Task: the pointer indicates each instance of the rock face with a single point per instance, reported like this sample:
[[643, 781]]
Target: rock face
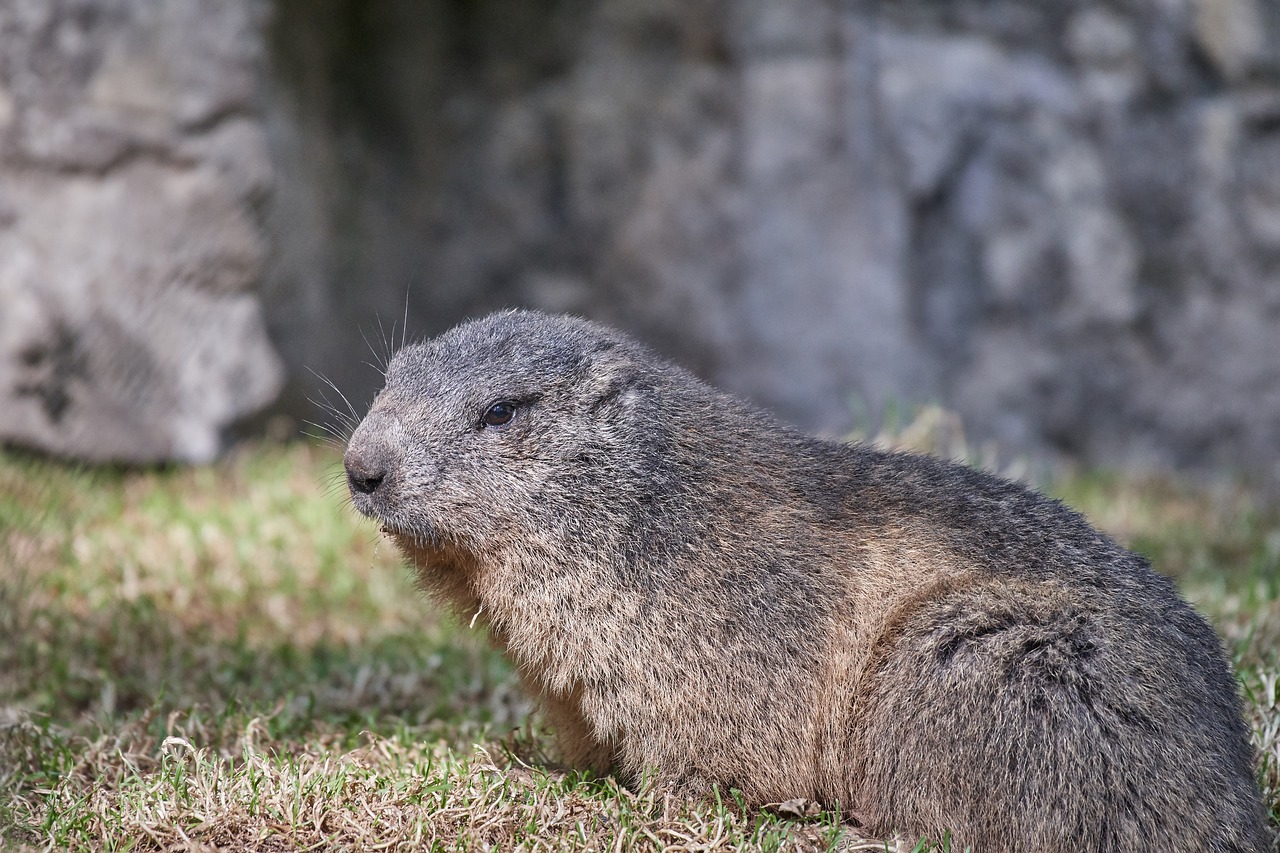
[[131, 163], [1060, 219]]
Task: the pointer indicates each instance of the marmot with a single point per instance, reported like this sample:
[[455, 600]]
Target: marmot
[[704, 596]]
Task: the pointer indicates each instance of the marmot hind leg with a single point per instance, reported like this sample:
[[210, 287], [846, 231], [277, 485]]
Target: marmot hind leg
[[1018, 717]]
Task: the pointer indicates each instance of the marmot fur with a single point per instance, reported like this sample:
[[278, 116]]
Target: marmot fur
[[702, 594]]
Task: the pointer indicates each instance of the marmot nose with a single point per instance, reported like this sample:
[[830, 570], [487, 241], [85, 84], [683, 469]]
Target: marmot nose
[[365, 471]]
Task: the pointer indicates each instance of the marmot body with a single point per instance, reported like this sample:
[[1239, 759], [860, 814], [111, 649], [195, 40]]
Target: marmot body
[[699, 593]]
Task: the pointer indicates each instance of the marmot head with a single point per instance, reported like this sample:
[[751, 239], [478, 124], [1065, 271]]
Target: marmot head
[[502, 427]]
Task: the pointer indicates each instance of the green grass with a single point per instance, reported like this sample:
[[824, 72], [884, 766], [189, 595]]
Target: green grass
[[227, 656]]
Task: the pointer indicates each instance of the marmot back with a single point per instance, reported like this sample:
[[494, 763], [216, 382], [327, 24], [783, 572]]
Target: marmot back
[[704, 596]]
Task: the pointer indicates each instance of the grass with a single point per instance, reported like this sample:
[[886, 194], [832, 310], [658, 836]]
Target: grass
[[227, 657]]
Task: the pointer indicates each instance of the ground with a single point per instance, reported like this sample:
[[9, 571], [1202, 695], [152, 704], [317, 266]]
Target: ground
[[229, 657]]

====

→ **DESCRIPTION OF THE TASK**
Please write the data out again exactly, but do not carry over the pictures.

→ **WRITTEN ANSWER**
Task: the pointer indicates each instance of the rock face with a single point per instance, reported like this sample:
[[643, 781]]
Target: rock face
[[131, 163], [1060, 219]]
Task: the pointer indicates each instance of the marmot with a single point per instance, reported like this sample:
[[455, 600]]
Target: marmot
[[704, 596]]
Task: the pointer indicates each instance of the marmot hind leg with a single point per instance, reported like this sample:
[[210, 287], [846, 231], [277, 485]]
Target: marmot hind leg
[[1018, 717]]
Task: the pointer indicates each instance of the marmot fur with a single point per instance, reported like this sample:
[[278, 116]]
Target: marmot fur
[[702, 594]]
Task: the pointer indicates each instance of the marmot nose with a single point per instance, reported like this sample:
[[830, 570], [487, 241], [85, 84], [683, 469]]
Target: marmot nose
[[365, 471]]
Task: the pointer indicates each instance of the marmot body with a single point per instance, reported like this sample:
[[1239, 759], [860, 814], [111, 649], [195, 40]]
Target: marmot body
[[699, 593]]
Task: the pointer indicates each instance of the marmot head with a single point per instance, reported like this sample:
[[751, 239], [478, 124], [1065, 271]]
Target: marmot head
[[502, 427]]
Task: the pointer indicates each instance of the green grass with a single point per instance, reported like this sample:
[[824, 72], [884, 766], [189, 595]]
Target: green grass
[[227, 656]]
Task: the pointer indicates each instance of the marmot back with a single point per instance, reported like this sample:
[[494, 763], [216, 382], [327, 24], [783, 572]]
Target: marmot back
[[704, 596]]
Task: the pointer indicates each instance of the grass with a single point per instance, reported like this sample:
[[886, 194], [832, 310], [658, 836]]
Target: grass
[[227, 657]]
Task: the pointer indicates each instance of the ground with a single point per instance, reported like this sample:
[[9, 571], [1202, 695], [152, 704], [317, 266]]
Target: ground
[[229, 657]]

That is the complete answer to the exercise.